> [Source material]:

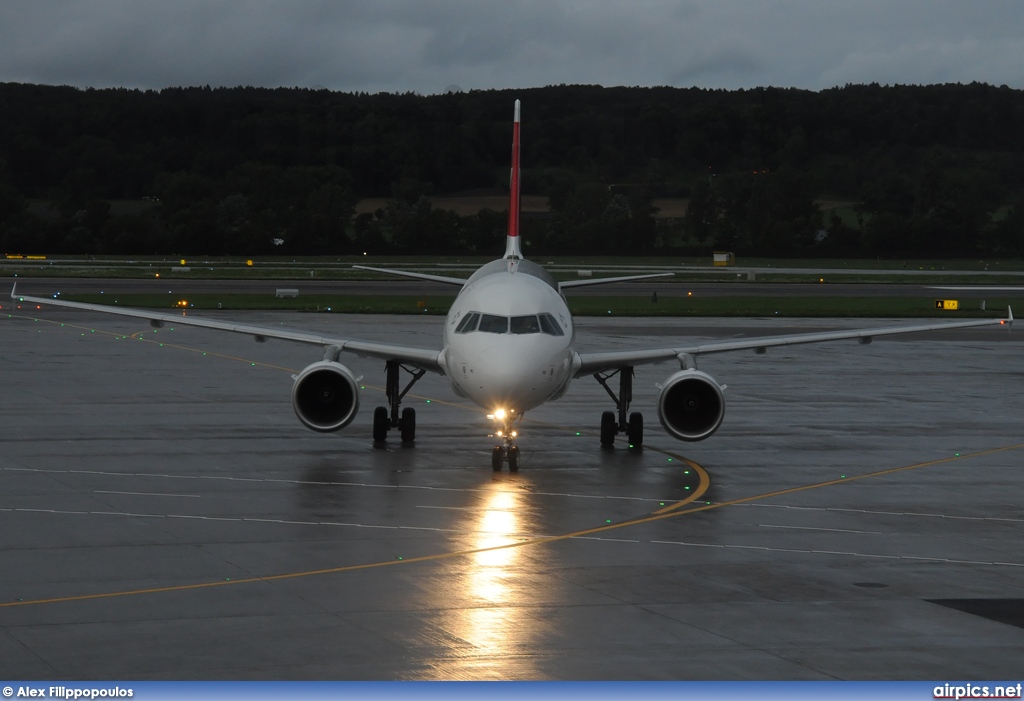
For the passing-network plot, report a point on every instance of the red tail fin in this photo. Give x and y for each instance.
(512, 249)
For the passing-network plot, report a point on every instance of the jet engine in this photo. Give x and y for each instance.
(326, 396)
(691, 405)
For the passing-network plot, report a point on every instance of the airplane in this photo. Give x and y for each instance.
(508, 346)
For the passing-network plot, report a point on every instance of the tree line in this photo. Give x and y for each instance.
(934, 171)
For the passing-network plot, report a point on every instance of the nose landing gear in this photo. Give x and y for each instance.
(508, 450)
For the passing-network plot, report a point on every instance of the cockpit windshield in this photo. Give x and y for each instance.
(526, 323)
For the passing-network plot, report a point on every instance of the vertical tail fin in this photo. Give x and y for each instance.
(512, 249)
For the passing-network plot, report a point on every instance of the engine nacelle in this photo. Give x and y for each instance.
(326, 396)
(691, 405)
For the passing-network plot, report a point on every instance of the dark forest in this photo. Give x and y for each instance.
(911, 171)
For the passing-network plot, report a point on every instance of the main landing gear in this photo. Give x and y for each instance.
(508, 450)
(384, 420)
(612, 425)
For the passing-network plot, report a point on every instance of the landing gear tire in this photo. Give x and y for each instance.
(408, 425)
(608, 429)
(635, 432)
(514, 458)
(380, 425)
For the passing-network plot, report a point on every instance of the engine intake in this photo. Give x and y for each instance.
(326, 396)
(691, 405)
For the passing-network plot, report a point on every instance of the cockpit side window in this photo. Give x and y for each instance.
(492, 323)
(550, 326)
(525, 324)
(468, 322)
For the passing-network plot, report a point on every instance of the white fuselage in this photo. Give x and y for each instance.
(517, 353)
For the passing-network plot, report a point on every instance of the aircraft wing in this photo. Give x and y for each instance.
(595, 362)
(605, 280)
(421, 357)
(419, 275)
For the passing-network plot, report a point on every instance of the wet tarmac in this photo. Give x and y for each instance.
(164, 515)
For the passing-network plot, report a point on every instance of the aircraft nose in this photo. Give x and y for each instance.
(508, 378)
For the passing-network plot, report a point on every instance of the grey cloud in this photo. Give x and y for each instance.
(425, 45)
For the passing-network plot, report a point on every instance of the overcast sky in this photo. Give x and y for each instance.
(428, 46)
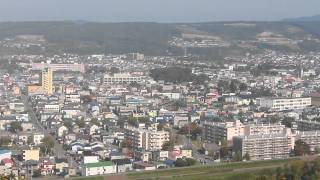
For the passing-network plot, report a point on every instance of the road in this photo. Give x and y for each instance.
(58, 150)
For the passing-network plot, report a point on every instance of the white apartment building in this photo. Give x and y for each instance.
(308, 125)
(146, 138)
(120, 78)
(215, 132)
(59, 67)
(282, 104)
(51, 108)
(98, 168)
(312, 138)
(267, 146)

> [What you have to do]:
Write out verbatim everything from the line containing "of the road" down to the last of the lines above, including both of these ends.

> [Written reply]:
For the passing-network plot, report a point on every instance of the road in this photo. Give x and y for each instance.
(58, 150)
For the passing-network plot, report a point on every instance of the white apartment building in this photo. Give x and y for each instance.
(308, 125)
(146, 138)
(120, 78)
(215, 132)
(59, 67)
(282, 104)
(51, 108)
(98, 168)
(312, 138)
(267, 146)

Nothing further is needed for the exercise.